-- start --
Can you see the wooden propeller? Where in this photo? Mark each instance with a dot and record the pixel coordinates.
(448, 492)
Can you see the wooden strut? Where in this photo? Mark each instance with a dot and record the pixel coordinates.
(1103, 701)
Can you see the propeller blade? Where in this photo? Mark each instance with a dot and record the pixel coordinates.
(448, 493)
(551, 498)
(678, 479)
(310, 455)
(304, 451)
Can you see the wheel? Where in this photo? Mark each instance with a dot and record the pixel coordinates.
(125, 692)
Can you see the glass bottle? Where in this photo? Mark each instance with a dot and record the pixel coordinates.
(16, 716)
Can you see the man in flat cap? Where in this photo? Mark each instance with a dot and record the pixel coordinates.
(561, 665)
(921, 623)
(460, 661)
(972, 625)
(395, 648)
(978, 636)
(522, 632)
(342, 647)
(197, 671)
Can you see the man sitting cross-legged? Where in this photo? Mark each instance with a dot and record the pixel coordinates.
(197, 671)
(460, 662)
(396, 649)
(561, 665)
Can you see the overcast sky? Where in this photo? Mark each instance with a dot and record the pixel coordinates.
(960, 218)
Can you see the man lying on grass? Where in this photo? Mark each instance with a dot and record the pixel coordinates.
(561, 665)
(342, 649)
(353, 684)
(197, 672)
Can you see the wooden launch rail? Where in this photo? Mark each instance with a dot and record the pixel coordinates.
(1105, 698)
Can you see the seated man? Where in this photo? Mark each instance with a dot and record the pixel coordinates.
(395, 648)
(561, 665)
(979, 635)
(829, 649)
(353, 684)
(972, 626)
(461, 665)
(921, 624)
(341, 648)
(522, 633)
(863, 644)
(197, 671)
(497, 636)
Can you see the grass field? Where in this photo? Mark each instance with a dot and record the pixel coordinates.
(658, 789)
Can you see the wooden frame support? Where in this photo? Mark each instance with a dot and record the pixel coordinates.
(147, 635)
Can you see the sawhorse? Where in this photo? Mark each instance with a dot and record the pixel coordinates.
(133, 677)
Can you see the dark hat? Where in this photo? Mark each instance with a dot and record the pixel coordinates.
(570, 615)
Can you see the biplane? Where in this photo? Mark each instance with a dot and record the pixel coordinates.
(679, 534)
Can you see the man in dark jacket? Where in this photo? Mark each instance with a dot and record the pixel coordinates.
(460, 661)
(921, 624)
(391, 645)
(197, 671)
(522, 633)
-- end --
(Set problem): Go through the listing and print each line exactly as it appears.

(Written answer):
Can you see the wooden propeller? Where in this photo? Mark each instance with a dot and record the pixel coordinates.
(448, 492)
Can you see the wooden strut? Where in this photo? Mark each instance with a dot and record the pixel coordinates.
(1103, 701)
Can you see the propeller blade? Where in this photo? Mark each instance with a dot and record the pixel coordinates.
(448, 493)
(551, 498)
(678, 479)
(310, 455)
(304, 451)
Can you see the wheel? Where in this photo? Mark each instance with a dot and record the pixel coordinates.
(125, 692)
Can you see the glass bottle? Where in this photo? Mark each instance with a dot and record the pixel coordinates.
(16, 716)
Can you see the man in flat cap? Where in this photo? Mark each instance with a dot and record the pixel coordinates.
(561, 665)
(921, 623)
(460, 661)
(972, 625)
(395, 648)
(978, 636)
(522, 632)
(342, 647)
(197, 671)
Can you see the man sitting cross-legged? Where in this photo? Mark each instance with a dot and record the pixel coordinates.
(197, 671)
(460, 662)
(396, 649)
(561, 665)
Can you see the overcast sky? Where in this photo? Mark each instance with a dot and record the pixel coordinates.
(960, 218)
Can you see the man lying on grass? Where in this photo? Mark each instance with a dot and record the pixel coordinates.
(561, 665)
(342, 649)
(353, 684)
(197, 672)
Can you see the wooden launch rail? Where in this photo? Mark each instance with a dot and record the pixel coordinates.
(1105, 698)
Can you see the seated man? Where in this photo? Mark each instance with a dot and record the pixel coordinates.
(395, 648)
(561, 665)
(979, 635)
(829, 649)
(353, 684)
(972, 626)
(461, 665)
(921, 624)
(341, 648)
(522, 633)
(863, 644)
(197, 671)
(497, 636)
Can you see the grass field? Where in this photo? Mark each instance with a dot and record the pixel coordinates.
(658, 789)
Can you see the wooden frame support? Where in this photo? Mark each instance with a dot and record the pixel coordinates.
(147, 635)
Can you see the sawhorse? Where in this photo? Mark each instance with a dot and record the pixel coordinates.
(133, 677)
Can you see the dark hat? Where in this photo? Mark each instance with a dot and record the pixel coordinates.
(570, 615)
Can you see the biplane? Where in this photo? Mark each instance with a dot and record the pixel coordinates.
(679, 534)
Can you see the man in dark jacket? Where in this photo? Mark each instance with a dot and record the pixel coordinates.
(460, 661)
(921, 624)
(391, 645)
(197, 671)
(522, 633)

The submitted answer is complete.